● Exercise instructions
Search the records for the word "track" and pick out every line that has it.

[Listed records — start]

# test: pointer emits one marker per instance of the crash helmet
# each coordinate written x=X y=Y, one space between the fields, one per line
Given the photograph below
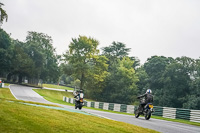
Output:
x=149 y=91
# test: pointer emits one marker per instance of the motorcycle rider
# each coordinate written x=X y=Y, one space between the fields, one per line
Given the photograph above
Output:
x=78 y=95
x=148 y=98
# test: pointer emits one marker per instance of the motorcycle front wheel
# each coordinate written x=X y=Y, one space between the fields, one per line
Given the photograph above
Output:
x=148 y=115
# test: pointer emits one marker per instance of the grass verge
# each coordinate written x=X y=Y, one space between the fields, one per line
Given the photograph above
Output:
x=57 y=97
x=50 y=120
x=17 y=117
x=57 y=87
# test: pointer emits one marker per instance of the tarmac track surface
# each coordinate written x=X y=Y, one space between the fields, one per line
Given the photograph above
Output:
x=27 y=94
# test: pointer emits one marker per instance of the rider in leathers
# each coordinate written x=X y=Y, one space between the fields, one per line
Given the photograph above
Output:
x=148 y=99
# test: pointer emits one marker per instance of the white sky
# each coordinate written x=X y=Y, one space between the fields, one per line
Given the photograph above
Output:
x=149 y=27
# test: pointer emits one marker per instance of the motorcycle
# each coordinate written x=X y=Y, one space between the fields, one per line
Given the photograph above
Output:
x=79 y=102
x=146 y=111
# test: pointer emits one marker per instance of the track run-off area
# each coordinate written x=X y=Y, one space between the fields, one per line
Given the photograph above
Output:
x=27 y=94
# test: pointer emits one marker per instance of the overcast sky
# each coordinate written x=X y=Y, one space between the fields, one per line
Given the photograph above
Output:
x=149 y=27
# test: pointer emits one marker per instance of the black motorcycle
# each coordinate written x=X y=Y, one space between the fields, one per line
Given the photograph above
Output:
x=146 y=111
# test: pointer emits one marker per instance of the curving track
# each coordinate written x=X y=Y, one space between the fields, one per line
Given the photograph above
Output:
x=27 y=94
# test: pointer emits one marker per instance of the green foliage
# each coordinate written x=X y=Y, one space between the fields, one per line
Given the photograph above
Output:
x=85 y=63
x=175 y=82
x=121 y=83
x=5 y=43
x=41 y=51
x=3 y=13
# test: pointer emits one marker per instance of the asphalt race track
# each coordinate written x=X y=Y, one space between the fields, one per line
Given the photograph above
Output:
x=27 y=94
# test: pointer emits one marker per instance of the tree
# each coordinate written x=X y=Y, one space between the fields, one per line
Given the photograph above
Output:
x=84 y=61
x=121 y=83
x=115 y=51
x=3 y=14
x=41 y=51
x=22 y=64
x=5 y=43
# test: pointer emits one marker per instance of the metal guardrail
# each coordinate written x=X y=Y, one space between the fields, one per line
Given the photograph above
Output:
x=166 y=112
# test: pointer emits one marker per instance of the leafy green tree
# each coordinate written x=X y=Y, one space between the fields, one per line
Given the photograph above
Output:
x=121 y=83
x=83 y=59
x=143 y=83
x=193 y=98
x=41 y=51
x=115 y=51
x=22 y=64
x=5 y=43
x=3 y=14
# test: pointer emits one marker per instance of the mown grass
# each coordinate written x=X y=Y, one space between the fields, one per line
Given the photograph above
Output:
x=178 y=120
x=57 y=97
x=17 y=117
x=57 y=87
x=6 y=94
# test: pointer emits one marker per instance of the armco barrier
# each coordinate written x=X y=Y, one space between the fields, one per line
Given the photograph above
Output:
x=166 y=112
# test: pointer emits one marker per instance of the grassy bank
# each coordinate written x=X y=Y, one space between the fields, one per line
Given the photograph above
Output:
x=54 y=96
x=17 y=117
x=57 y=97
x=57 y=87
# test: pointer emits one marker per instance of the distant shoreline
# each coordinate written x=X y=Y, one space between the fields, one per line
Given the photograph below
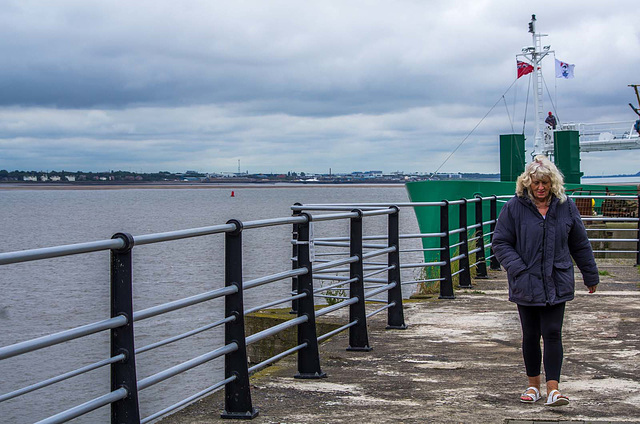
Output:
x=178 y=186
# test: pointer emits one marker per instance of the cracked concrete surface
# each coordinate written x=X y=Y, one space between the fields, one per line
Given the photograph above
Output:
x=459 y=361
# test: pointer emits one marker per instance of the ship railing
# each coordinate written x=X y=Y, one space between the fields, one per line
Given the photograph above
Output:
x=466 y=234
x=124 y=357
x=619 y=130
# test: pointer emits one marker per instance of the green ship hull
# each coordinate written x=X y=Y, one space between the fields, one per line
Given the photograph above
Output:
x=435 y=191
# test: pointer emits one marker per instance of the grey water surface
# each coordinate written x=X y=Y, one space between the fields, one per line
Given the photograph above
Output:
x=46 y=296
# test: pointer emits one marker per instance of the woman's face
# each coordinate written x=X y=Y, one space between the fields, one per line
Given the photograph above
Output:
x=541 y=188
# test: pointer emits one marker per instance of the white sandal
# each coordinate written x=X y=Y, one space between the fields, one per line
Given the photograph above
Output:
x=556 y=399
x=534 y=396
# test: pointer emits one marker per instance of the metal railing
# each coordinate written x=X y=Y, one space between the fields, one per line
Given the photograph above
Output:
x=355 y=273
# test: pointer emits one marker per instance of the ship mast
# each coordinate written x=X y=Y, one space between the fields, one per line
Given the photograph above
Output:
x=535 y=55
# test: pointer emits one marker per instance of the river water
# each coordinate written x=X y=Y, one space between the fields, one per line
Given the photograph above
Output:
x=53 y=295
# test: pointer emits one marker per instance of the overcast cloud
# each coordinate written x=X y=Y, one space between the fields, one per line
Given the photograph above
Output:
x=299 y=86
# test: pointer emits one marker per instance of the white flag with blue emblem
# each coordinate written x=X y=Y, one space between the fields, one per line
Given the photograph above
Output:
x=564 y=70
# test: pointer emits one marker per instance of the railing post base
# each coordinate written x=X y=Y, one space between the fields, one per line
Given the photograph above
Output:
x=249 y=415
x=360 y=349
x=396 y=327
x=310 y=376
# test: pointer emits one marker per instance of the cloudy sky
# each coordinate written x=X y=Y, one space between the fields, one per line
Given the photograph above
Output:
x=300 y=85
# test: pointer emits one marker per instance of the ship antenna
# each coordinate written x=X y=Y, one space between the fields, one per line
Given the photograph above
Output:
x=535 y=54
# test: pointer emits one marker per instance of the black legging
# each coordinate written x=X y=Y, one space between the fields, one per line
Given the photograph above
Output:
x=545 y=321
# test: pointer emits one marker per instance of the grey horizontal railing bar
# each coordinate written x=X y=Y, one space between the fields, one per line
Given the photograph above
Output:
x=424 y=281
x=188 y=400
x=375 y=280
x=364 y=205
x=332 y=216
x=602 y=196
x=274 y=277
x=422 y=235
x=275 y=329
x=261 y=223
x=337 y=330
x=381 y=237
x=378 y=252
x=377 y=311
x=376 y=263
x=332 y=296
x=330 y=277
x=371 y=274
x=370 y=300
x=457 y=272
x=182 y=234
x=333 y=254
x=614 y=251
x=336 y=306
x=184 y=335
x=378 y=212
x=342 y=244
x=456 y=245
x=86 y=407
x=380 y=290
x=61 y=377
x=333 y=286
x=604 y=218
x=477 y=249
x=331 y=208
x=457 y=258
x=612 y=229
x=277 y=357
x=432 y=249
x=366 y=268
x=275 y=302
x=57 y=251
x=616 y=240
x=422 y=265
x=183 y=303
x=61 y=337
x=185 y=366
x=337 y=262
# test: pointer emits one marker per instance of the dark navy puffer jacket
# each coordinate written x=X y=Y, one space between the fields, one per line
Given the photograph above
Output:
x=537 y=251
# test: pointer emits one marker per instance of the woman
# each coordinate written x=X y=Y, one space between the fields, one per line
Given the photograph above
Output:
x=537 y=234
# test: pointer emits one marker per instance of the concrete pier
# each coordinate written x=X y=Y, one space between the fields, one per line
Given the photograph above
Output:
x=460 y=362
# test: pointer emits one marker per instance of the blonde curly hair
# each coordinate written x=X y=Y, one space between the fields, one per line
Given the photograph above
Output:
x=541 y=167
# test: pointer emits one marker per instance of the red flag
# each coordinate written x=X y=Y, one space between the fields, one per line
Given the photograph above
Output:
x=524 y=68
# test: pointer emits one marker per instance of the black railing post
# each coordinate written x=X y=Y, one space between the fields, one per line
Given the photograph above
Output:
x=358 y=335
x=446 y=283
x=123 y=374
x=309 y=357
x=638 y=234
x=395 y=314
x=294 y=261
x=481 y=265
x=463 y=238
x=237 y=392
x=493 y=207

[Listed records — finish]

● Written solution
# test: pointer emits one marker per instance of the tarmac track surface
# test: pointer emits one marker per instance of the track run-off area
# test: pointer emits one marker per instance of the curving track
# test: pointer emits one marker per instance of the asphalt race track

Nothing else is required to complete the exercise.